** BEGIN Page **

At the same time, IBM -- which generates the majority of its revenue from long-term contracts -- is in a better position to weather economic downturns than most companies in the technology sector. In the bear market period of June 30, 2008, through March 31, 2009, for example, the stock fell a little over 17%, well ahead of the 32.6% loss for the PowerShares QQQ ETF (QQQ). Furthermore, the stock is supported by ongoing share buybacks and a well-covered 1.5% yield, which is modestly ahead of the 1.3% yield for the Select Sector Technology SPDR (XLK).
While these positives help put a floor under the stock price, they're already well known at this time. And IBM is no longer particularly cheap -- its trailing price-to-earnings ratio, at 15.9, is pushing the upper limits of its five-year range, and is at its highest point since late 2007. The forward price-to-earnings ratio is a more reasonable 12.9, but on an estimated earnings growth rate of 11%. This puts IBM's price-to-earnings-to-growth ratio at 1.17, which is 43% above its five-year average. These numbers indicate that there is little room for disappointment when the company delivers its earnings report April 17.

** END Page **
** BEGIN Source material **

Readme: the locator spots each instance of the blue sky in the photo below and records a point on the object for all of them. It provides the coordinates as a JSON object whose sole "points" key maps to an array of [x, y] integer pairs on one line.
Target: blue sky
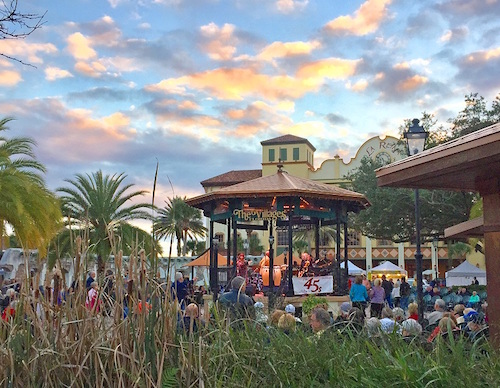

** END Source material **

**Exercise instructions**
A: Answer these questions from the passage on IBM stock:
(i) By how much did the stock fall between June 30, 2008, and March 31, 2009?
(ii) What is IBM's trailing price-to-earnings ratio?
(iii) On what date does the company deliver its earnings report?
B: Reproduce the stretch of the IBM stock passage from "At the same" through "Technology SPDR (XLK).".

**Answer set**
A:
(i) A little over 17%
(ii) 15.9
(iii) April 17

B:
At the same time, IBM -- which generates the majority of its revenue from long-term contracts -- is in a better position to weather economic downturns than most companies in the technology sector. In the bear market period of June 30, 2008, through March 31, 2009, for example, the stock fell a little over 17%, well ahead of the 32.6% loss for the PowerShares QQQ ETF (QQQ). Furthermore, the stock is supported by ongoing share buybacks and a well-covered 1.5% yield, which is modestly ahead of the 1.3% yield for the Select Sector Technology SPDR (XLK).